QUOTED PASSAGE below:
NLRB Rolls Out Ambush Elections Regulations

Despite legal and legislative opposition, NLRB hosts training session on new rules at New York SEIU headquarters.

April 01, 2015

NEW YORK – The National Labor Relations Board (NLRB) conducted a training seminar yesterday for its new union “ambush election” rules at a New York City union office and is moving forward with the new rules, despite opposition from lawmakers and employers.

Earlier this month, both the U.S. House and Senate passed resolutions to stop NLRB from implementing its “ambush election” rule. The rule was finalized in December 2014, shortening the length of time in which a labor union certification election is held — currently a median 38 days — to as little as 11 days. However, the House and Senate’s resolutions were largely symbolic gestures, since they do not have the requisite votes necessary to override President Obama’s veto of the resolutions, which he issued yesterday afternoon.

Under the new rules, an employer must respond to any union election petition within eight calendar days, excluding federal holidays — a fact that even NLRB General Counsel Richard Griffin forgot during a recent congressional hearing. The timeline for the election has also been sped up.
End of QUOTED PASSAGE.
DATA EXCERPTS below:
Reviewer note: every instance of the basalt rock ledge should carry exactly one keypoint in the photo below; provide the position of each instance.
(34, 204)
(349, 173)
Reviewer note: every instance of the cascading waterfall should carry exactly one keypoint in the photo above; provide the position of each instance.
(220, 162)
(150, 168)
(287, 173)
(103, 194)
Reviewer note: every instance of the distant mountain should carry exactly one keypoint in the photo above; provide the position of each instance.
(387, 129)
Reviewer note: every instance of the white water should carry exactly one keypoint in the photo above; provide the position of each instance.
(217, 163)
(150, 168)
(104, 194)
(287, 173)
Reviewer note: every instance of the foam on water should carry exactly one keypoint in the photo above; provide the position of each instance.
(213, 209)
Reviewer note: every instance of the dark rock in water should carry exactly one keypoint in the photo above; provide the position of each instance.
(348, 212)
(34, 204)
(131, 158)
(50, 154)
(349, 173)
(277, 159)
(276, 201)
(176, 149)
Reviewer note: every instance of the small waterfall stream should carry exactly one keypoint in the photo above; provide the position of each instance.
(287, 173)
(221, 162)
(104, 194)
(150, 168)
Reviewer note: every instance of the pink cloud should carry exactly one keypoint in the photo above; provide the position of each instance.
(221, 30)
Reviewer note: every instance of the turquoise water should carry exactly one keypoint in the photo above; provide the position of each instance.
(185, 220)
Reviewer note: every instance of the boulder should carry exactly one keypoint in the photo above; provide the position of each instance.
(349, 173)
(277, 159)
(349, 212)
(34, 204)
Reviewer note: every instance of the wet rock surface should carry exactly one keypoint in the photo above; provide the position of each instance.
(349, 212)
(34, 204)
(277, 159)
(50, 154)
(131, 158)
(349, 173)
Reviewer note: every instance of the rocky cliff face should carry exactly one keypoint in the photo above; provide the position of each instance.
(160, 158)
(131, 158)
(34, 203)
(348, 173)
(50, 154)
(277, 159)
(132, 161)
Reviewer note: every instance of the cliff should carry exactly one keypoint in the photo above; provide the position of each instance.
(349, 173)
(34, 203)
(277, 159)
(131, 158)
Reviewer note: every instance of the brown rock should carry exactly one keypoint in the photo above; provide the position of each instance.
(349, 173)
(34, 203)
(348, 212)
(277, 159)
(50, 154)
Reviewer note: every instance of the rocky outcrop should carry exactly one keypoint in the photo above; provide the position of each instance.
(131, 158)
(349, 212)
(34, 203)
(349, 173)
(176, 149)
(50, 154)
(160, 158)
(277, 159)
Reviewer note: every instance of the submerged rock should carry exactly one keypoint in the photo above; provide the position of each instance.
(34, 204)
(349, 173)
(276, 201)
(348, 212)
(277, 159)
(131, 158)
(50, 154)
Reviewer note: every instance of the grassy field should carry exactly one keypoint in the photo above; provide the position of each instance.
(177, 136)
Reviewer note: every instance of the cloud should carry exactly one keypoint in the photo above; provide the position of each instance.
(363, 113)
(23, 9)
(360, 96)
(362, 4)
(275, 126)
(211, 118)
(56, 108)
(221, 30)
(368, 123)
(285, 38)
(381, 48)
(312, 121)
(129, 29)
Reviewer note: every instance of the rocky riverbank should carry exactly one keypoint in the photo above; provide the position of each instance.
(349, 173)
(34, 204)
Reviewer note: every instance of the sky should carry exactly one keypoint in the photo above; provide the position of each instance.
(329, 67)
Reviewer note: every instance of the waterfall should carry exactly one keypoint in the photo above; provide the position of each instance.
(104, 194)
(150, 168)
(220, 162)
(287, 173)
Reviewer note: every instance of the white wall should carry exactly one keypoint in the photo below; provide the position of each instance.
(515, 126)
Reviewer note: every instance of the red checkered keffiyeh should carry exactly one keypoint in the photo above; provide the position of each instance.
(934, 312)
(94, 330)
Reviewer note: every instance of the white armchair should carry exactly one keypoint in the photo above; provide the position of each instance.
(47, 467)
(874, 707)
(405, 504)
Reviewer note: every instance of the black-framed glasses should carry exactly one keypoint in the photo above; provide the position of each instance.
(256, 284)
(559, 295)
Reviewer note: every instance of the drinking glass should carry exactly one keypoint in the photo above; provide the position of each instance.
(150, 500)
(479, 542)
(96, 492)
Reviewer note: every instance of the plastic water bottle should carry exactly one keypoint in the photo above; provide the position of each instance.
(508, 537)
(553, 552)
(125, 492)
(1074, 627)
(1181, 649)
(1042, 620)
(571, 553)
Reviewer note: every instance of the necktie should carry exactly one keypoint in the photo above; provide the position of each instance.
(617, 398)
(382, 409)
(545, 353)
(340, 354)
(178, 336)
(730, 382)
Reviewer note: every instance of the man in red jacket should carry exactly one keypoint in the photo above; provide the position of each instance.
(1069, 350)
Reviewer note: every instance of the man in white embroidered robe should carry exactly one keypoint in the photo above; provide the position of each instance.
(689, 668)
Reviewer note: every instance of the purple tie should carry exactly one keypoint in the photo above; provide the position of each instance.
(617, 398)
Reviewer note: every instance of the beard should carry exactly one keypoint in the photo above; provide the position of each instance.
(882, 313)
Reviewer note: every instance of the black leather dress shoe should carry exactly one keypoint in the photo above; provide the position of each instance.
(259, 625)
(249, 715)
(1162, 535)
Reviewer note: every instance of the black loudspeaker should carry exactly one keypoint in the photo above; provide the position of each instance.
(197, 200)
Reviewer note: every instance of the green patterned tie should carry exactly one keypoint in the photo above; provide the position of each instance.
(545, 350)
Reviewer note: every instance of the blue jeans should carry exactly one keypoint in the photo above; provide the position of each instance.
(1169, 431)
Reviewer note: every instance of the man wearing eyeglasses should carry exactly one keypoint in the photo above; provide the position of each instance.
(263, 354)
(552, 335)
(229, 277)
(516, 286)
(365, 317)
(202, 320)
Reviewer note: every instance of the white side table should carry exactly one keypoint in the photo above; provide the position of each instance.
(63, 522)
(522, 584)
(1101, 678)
End of DATA EXCERPTS.
EXERCISE REQUIREMENTS:
- a) According to the article on the NLRB ambush election rules, how many days does an employer have to respond to a union election petition under the new rules?
- b) Continue the article on the NLRB ambush election rules from its final sentence.

ANSWERS IN ORDER:
- a) Eight calendar days, excluding federal holidays.

- b)
Now, the NLRB, the federal government's top labor arbiter, is distributing training materials to its regional offices, which oversee local elections. The board delivered a PowerPoint presentation on the new election rules at the Service Employees International Union's (SEIU) New York City headquarters yesterday. The training was conducted by three regional directors at the "Offices of 32BJ SEIU," according to a notice posted on the NLRB website.

Training at the SEIU office has also aroused some suspicion, as the agency's relationship to the union has caused controversy in recent years. In September 2014, a federal judge in Pennsylvania declared that the NLRB was acting more like a union subsidiary than a labor watchdog as it investigated a Pittsburgh hospital.

Critics of the new rule say that the rules will tilt the scales of the election process in favor of unions. While unions can spend months and even years wooing workers to organize a union, employer campaigns take place after the election petition has been filed. Decreasing that timeframe reduces employee access to balanced information about the potential impact of unionization.